*** Opening Document segment ***

With this in mind, ECPs can assess the stability of the tear film by checking the tear meniscus, TBUT, and osmolarity, as well as understand that hyperosmolarity can result from many different pathways, such as aqueous and lipid deficiencies, environmental stimuli, inflammatory disease, and autoimmune disease.
As patients with DED are more likely than not to have an evaporative component, it is a key target to manage and treat as proactively as possible. Luckily, in May 2023, the Food and Drug Administration (FDA) approved MIEBO (perfluorohexyloctane ophthalmic solution, Bausch + Lomb), a new drug composed of a semifluorinated alkane, and indicated for the treatment of the signs and symptoms of DED.
MIEBO is a proprietary non-steroidal, single-component, water- and preservative-free eyedrop formulated with 100% perfluorohexyloctane to treat DED. Additionally, MIEBO is a novel treatment because it produces a physicochemical stability on the ocular surface without any active pharmaceutical ingredients; instead, the entire drug can be considered a tear film stabilizer.

*** Closing Document segment ***

### Questions on the material
A) From the passage on dry eye disease and MIEBO, list every measure ECPs can check to assess the stability of the tear film.
B) Pick up the passage on dry eye disease and MIEBO after its last sentence and keep writing it.

*** Opening Provided material ***

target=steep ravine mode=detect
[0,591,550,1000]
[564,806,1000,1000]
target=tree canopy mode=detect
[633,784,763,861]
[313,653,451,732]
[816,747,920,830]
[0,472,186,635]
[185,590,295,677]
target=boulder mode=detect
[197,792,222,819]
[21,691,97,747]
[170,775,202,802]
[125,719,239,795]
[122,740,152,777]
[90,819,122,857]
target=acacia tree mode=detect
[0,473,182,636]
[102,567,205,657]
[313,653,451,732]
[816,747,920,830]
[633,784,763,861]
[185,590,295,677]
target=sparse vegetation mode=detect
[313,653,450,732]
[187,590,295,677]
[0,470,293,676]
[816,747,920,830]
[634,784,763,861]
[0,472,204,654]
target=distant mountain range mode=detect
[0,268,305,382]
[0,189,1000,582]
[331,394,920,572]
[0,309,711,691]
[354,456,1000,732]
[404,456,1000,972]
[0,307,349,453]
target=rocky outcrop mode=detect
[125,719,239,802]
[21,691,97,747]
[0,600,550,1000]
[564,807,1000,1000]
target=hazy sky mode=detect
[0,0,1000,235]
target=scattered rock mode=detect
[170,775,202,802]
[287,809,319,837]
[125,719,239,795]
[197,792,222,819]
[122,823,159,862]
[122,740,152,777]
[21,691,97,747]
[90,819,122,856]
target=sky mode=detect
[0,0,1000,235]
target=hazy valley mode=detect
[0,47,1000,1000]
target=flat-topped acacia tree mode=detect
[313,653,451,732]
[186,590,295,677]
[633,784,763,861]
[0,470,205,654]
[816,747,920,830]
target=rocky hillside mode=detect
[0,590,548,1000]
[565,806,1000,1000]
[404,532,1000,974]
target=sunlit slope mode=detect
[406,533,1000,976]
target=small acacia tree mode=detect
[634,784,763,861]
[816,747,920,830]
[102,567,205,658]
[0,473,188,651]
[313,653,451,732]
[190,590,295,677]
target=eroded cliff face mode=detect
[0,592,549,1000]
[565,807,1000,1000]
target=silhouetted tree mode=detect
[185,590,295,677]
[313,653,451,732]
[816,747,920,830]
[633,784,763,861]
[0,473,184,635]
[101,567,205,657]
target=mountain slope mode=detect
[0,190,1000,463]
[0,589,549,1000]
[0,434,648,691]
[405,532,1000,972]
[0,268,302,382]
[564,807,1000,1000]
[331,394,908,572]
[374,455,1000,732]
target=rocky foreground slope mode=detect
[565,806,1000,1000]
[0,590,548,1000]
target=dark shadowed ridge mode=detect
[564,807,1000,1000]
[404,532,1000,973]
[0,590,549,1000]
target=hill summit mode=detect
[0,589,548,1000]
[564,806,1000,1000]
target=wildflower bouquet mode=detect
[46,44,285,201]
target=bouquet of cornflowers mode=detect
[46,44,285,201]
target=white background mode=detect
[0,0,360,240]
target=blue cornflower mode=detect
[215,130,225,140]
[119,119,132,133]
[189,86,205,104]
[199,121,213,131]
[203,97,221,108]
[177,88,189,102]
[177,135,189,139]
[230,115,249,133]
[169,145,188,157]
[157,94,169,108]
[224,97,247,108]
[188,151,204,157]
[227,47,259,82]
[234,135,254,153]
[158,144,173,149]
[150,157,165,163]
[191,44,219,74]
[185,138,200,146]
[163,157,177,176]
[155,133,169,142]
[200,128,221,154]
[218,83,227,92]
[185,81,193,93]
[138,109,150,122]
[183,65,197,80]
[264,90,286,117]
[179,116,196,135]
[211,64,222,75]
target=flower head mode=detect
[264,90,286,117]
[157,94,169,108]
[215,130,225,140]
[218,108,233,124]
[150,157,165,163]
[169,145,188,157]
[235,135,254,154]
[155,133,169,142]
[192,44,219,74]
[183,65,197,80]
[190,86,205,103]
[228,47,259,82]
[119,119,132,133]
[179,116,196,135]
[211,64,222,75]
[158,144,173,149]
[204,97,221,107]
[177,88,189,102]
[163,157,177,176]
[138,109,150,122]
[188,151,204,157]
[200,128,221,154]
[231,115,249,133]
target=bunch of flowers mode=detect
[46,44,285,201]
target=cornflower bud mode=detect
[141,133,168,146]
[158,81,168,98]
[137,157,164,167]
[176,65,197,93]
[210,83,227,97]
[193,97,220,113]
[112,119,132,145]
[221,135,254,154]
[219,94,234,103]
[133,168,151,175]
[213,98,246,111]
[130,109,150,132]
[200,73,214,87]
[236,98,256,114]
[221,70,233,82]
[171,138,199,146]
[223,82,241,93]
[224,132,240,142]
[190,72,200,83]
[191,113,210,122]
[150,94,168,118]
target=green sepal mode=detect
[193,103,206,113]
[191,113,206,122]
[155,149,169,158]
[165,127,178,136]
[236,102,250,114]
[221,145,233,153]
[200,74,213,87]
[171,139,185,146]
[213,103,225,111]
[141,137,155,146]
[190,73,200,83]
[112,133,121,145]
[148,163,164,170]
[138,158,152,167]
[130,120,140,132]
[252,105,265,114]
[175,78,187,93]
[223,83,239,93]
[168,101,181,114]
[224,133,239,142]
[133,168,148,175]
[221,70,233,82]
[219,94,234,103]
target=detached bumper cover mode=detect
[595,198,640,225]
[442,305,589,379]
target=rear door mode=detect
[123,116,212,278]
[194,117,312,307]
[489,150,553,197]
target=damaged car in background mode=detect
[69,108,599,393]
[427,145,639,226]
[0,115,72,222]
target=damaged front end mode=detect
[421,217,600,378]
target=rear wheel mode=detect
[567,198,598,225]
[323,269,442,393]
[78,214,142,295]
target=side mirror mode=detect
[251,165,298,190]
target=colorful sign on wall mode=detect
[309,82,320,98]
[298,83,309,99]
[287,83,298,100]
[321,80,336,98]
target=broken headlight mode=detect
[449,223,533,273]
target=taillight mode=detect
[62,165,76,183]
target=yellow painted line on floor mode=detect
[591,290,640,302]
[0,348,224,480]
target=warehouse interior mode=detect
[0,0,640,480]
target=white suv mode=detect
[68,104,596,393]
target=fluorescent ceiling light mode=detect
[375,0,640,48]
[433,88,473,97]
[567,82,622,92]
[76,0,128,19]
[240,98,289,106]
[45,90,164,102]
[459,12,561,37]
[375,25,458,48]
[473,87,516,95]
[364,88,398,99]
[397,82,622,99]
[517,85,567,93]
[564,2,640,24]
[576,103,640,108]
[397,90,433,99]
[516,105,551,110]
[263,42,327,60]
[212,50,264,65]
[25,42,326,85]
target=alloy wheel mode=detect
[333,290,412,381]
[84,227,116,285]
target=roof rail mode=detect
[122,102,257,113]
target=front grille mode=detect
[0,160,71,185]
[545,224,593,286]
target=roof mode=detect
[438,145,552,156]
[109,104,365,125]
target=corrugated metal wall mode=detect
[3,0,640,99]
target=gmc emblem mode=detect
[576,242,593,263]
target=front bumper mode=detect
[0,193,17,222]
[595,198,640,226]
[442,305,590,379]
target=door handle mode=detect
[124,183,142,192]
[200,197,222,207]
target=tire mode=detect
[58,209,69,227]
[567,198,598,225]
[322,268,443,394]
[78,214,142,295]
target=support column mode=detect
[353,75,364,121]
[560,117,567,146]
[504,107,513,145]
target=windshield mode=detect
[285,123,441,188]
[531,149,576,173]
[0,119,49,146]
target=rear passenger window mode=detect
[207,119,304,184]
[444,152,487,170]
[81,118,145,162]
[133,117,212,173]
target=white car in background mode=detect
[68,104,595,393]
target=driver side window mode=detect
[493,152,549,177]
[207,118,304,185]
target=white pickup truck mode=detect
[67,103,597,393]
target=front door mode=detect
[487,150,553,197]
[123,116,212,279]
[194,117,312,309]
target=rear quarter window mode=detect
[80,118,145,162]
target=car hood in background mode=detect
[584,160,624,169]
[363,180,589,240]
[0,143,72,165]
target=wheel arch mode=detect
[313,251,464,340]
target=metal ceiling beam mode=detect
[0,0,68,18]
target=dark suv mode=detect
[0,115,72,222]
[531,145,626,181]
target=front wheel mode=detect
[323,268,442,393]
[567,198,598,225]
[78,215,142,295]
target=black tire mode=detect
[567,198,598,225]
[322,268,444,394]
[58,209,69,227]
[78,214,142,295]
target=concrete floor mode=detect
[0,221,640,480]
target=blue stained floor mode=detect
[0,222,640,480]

*** Closing Provided material ***

### Answers for each item
A)
- tear meniscus
- TBUT
- osmolarity

B)
Further, MIEBO is formulated with an aerophilic and lipophilic molecule that forms a monolayer at the air-liquid interface of the tear film for up to 6 hours, thereby stabilizing the tear film, inhibiting evaporative tear loss, and promoting healing on the ocular surface.
Interestingly, the semifluorinated alkanes present in MIEBO are also used in retinal surgery and blood byproducts to increase oxygenation in circulation.
This is the first medication approved for patients with dry eye targeting the evaporative component. However, it is also beneficial to all forms of DED where tear preservation is necessary.
Subsequently, Dr. Sheppard mentioned a possible off-label combination option where MIEBO is prescribed alongside punctal plug insertion. The latter can prevent existing tears from draining into the nasolacrimal system, while the drop conserves existing tears and prevents them from evaporating into the environment.
As the osmolarity improves, the destruction of ocular surface cells is reduced, overall improving tear film instability and reducing inflammation as well. This type of intervention offers ECPs yet another choice in their armamentarium to select treatments that target specific forms of DED and tailor treatment plans to specific patient needs.
Dr. Sheppard expressed that he is most excited to see how the growing toolbox of genomic diagnostics and gene therapies might shape the future of DED treatments, as clarifying the etiology of dry eye might help ECPs get closer to finding a treatment that could possibly cure DED.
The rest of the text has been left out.